(Extracted records)
— start —
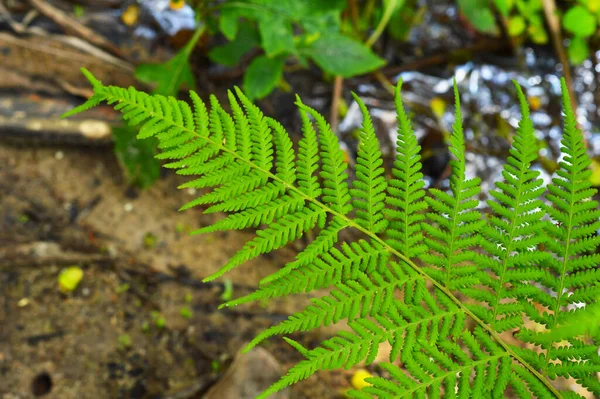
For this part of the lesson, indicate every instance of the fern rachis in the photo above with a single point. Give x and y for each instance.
(378, 285)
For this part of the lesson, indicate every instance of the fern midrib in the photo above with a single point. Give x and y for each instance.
(454, 225)
(351, 223)
(509, 247)
(564, 268)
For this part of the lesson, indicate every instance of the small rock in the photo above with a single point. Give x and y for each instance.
(248, 376)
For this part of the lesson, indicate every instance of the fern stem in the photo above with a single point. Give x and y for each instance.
(561, 286)
(352, 223)
(508, 251)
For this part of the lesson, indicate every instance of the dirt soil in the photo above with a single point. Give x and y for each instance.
(127, 330)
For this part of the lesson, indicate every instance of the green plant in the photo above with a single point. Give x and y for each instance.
(306, 30)
(526, 18)
(428, 275)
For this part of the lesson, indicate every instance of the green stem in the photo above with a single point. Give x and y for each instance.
(385, 19)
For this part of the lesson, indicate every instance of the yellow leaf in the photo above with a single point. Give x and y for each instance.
(176, 4)
(595, 176)
(69, 278)
(358, 379)
(131, 15)
(535, 102)
(438, 106)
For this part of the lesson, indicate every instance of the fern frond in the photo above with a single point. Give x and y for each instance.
(408, 328)
(447, 348)
(366, 295)
(369, 187)
(453, 228)
(573, 269)
(406, 189)
(333, 171)
(511, 236)
(331, 267)
(289, 228)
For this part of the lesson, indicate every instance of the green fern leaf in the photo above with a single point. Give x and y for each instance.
(511, 234)
(406, 190)
(369, 187)
(447, 348)
(454, 225)
(572, 270)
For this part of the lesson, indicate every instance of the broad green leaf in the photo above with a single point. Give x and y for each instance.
(228, 22)
(136, 156)
(579, 21)
(340, 55)
(171, 75)
(504, 6)
(230, 53)
(262, 76)
(516, 25)
(276, 34)
(479, 13)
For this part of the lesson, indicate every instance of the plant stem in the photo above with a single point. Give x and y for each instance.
(387, 14)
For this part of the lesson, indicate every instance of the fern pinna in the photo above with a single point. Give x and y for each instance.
(471, 306)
— end —
#### [The exercise]
Omit every picture, then reproduce the rest of the listing exactly.

#### [The output]
For this part of the lesson, indicate every instance of the fern rachis in the photo above with a single point. Give x and y for each instance.
(378, 285)
For this part of the lesson, indicate every instance of the fern midrib in the photo above with a single point. Give x and y for each instance.
(454, 225)
(351, 223)
(509, 247)
(564, 268)
For this part of the lesson, indicate every instance of the small rock in the photo above with a single point. Give x and y for each instance.
(248, 376)
For this part of the lesson, indicate every instance of the fern stem in the photo above with a single point. Give x and y for each instance.
(561, 286)
(352, 223)
(508, 251)
For this part of the lesson, indicate every instance of the dirt soil in the photo above with a single point. Give x and y for each instance.
(127, 330)
For this part of the lesson, indicate every instance of the green plant in the photo above with a single point. Give x and y for each instance.
(306, 30)
(526, 18)
(428, 275)
For this part of the lesson, indicate every instance of the green stem in the photo above with a single point. Give x and y for each instance.
(385, 19)
For this part of the lesson, indicate every instance of the yellow leaf in the photo above with a single point. Give x and y for each instance.
(176, 4)
(595, 176)
(69, 278)
(358, 379)
(131, 15)
(535, 102)
(438, 106)
For this part of the lesson, indicate every instance of the fern frond in the photo above with a single point. Give x and y for each instance.
(408, 328)
(447, 348)
(366, 295)
(369, 187)
(453, 228)
(573, 269)
(406, 189)
(333, 171)
(511, 236)
(331, 267)
(289, 228)
For this part of the lesson, indicate every instance of the green fern leaf in the photo above with a single point. Give x and y for each instance.
(511, 234)
(406, 190)
(369, 187)
(447, 348)
(454, 225)
(572, 270)
For this part of the lesson, indicate every instance of the broad green leaf in the photo above with a single point. Give x and y for each instance.
(228, 22)
(136, 156)
(579, 21)
(340, 55)
(171, 75)
(504, 6)
(230, 53)
(262, 76)
(516, 25)
(276, 34)
(479, 13)
For this part of the lesson, indicate every instance of the plant stem in the photo above with a single point. Give x and y for each instance.
(387, 14)
For this part of the lesson, indicate every instance of the fern pinna in the photo above with a single point. Give x and y for each instance.
(471, 306)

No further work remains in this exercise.